### Problem description
Write the data out again, exactly as given.

### Records supplied
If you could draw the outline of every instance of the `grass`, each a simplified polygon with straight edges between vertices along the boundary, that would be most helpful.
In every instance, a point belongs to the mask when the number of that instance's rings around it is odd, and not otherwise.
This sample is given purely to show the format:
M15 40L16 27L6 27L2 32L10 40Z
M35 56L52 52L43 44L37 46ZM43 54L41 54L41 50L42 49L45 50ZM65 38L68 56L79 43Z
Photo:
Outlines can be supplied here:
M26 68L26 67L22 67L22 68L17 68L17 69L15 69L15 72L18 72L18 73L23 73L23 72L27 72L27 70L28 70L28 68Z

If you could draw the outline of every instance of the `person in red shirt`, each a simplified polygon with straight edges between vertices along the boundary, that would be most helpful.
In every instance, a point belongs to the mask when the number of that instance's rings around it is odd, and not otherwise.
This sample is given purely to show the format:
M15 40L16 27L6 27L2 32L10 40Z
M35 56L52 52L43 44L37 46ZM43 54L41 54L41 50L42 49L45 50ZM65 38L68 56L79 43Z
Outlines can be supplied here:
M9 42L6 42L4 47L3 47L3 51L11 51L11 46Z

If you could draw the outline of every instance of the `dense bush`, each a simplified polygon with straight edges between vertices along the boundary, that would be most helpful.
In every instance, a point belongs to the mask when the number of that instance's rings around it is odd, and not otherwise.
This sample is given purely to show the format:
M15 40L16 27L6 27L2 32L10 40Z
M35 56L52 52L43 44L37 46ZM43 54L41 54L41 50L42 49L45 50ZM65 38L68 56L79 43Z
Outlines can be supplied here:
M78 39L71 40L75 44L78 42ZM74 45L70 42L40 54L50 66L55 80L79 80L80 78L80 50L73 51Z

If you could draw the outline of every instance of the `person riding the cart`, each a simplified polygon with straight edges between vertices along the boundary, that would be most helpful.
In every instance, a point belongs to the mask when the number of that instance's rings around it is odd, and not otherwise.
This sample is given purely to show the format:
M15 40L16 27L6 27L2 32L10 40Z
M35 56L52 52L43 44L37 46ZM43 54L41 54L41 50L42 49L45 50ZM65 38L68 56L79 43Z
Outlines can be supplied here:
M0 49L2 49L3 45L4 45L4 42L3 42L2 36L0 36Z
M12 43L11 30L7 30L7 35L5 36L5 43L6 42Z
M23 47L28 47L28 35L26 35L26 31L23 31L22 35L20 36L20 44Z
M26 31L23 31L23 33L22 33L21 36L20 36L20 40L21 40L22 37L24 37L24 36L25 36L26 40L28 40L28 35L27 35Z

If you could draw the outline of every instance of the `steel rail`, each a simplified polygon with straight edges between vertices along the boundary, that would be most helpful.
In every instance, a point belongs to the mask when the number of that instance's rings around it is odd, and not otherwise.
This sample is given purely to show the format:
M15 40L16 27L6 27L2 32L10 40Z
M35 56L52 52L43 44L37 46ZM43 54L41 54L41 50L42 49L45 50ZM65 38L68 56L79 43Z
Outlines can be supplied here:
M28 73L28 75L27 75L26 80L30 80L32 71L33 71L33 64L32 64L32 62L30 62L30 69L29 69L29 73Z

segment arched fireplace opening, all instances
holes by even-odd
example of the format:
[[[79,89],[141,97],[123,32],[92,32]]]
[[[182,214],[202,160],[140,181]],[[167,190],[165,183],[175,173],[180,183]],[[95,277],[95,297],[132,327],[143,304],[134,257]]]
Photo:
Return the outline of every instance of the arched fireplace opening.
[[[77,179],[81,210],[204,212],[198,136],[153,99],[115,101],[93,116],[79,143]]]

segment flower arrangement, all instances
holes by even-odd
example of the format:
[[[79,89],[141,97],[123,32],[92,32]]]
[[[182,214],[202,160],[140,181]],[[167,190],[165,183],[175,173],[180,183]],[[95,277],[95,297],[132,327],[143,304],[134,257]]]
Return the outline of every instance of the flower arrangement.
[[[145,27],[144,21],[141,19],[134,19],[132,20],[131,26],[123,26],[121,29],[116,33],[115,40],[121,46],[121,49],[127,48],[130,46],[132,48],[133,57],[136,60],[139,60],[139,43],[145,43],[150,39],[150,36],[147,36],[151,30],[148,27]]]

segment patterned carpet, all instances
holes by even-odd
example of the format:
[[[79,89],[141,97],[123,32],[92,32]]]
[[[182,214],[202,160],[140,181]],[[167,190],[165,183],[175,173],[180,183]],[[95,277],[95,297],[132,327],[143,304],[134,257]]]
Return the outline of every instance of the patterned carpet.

### Response area
If you could draw the outline of every instance of the `grass`, each a simplified polygon with straight edges between vertices along the boundary, that would be most helpful.
In every instance, a point belongs to the mask when the number of that instance's rings around it is odd, and not otherwise.
This sample is given purely to show the format:
M15 40L16 27L6 27L2 32L10 40Z
M35 56L52 52L43 44L37 46ZM43 54L41 54L41 50L42 49L45 50ZM65 38L68 56L79 43Z
Photo:
Outlines can be supplied here:
M26 68L26 67L22 67L22 68L17 68L17 69L15 69L15 72L18 72L18 73L23 73L23 72L27 72L27 70L28 70L28 68Z

If you could draw the outline of every instance of the `person in red shirt`, each a simplified polygon with straight edges between vertices along the boundary, that would be most helpful.
In every instance, a point belongs to the mask when the number of that instance's rings around it is odd, and not otherwise.
This sample is given purely to show the format:
M15 40L16 27L6 27L2 32L10 40Z
M35 56L52 52L43 44L37 46ZM43 54L41 54L41 50L42 49L45 50ZM65 38L68 56L79 43Z
Outlines can be supplied here:
M9 42L6 42L4 47L3 47L3 51L11 51L11 46Z

If you could draw the outline of every instance of the `dense bush`, each a simplified polygon with straight edges between vertices along the boundary, that would be most helpful.
In every instance, a point belongs to the mask when the number of that instance's rings around it is odd, and not otherwise.
This sample is given purely to show the format:
M15 40L16 27L6 27L2 32L10 40Z
M35 56L52 52L43 44L37 46ZM43 54L41 54L41 50L42 49L45 50ZM65 38L68 56L79 43Z
Outlines can be supplied here:
M78 39L71 40L75 44L78 42ZM74 45L70 42L40 54L50 66L55 80L79 80L80 78L80 50L73 51Z

If you could draw the outline of every instance of the `person riding the cart`, each a simplified polygon with straight edges between vertices along the boundary, that would be most helpful.
In every instance, a point belongs to the mask when the number of that instance's rings around it is odd, and not otherwise.
This sample is given purely to show the format:
M15 40L16 27L6 27L2 32L10 40Z
M35 56L52 52L43 44L37 46ZM43 54L41 54L41 50L42 49L45 50ZM65 38L68 56L79 43Z
Outlines can be supplied here:
M0 49L2 49L3 45L4 45L4 42L3 42L2 36L0 36Z
M12 43L11 30L7 30L7 35L5 36L5 43L6 42Z
M23 47L28 47L28 35L26 35L26 31L23 31L22 35L20 36L20 44Z
M26 31L23 31L23 33L22 33L21 36L20 36L20 40L21 40L22 37L24 37L24 36L25 36L26 40L28 40L28 35L27 35Z

If you could draw the outline of every instance of the `steel rail`, each a simplified polygon with straight edges between vertices along the boundary, that would be most helpful.
In every instance, a point belongs to the mask when the number of that instance's rings around it is odd, and not otherwise.
This sample is given purely to show the format:
M15 40L16 27L6 27L2 32L10 40Z
M35 56L52 52L43 44L37 46ZM43 54L41 54L41 50L42 49L45 50ZM65 38L68 56L79 43Z
Outlines can be supplied here:
M28 73L28 75L27 75L26 80L30 80L32 71L33 71L33 64L32 64L32 62L30 62L30 69L29 69L29 73Z

segment arched fireplace opening, all instances
holes by even-odd
example of the format:
[[[79,89],[141,97],[123,32],[92,32]]]
[[[182,214],[202,160],[140,181]],[[167,190],[165,183],[175,173],[180,183]],[[95,277],[95,297],[132,327],[143,304],[134,257]]]
Photo:
Return the outline of every instance of the arched fireplace opening.
[[[77,179],[81,210],[204,212],[198,136],[153,99],[115,101],[93,116],[79,143]]]

segment flower arrangement, all instances
holes by even-odd
example of the format:
[[[79,89],[141,97],[123,32],[92,32]]]
[[[182,214],[202,160],[140,181]],[[167,190],[165,183],[175,173],[180,183]],[[95,277],[95,297],[132,327],[143,304],[134,257]]]
Return the outline of every instance of the flower arrangement.
[[[145,27],[144,21],[141,19],[134,19],[132,20],[131,26],[123,26],[121,29],[116,33],[115,40],[121,46],[121,49],[127,48],[130,46],[132,48],[133,57],[136,60],[139,60],[139,43],[145,43],[150,39],[150,36],[147,36],[151,30],[148,27]]]

segment patterned carpet, all instances
holes by even-odd
example of the format:
[[[79,89],[141,97],[123,32],[92,32]]]
[[[182,214],[202,160],[140,181]],[[167,190],[165,183],[175,173],[180,183]],[[95,277],[95,297],[132,327],[143,304],[134,257]]]
Return the outline of every instance of the patterned carpet.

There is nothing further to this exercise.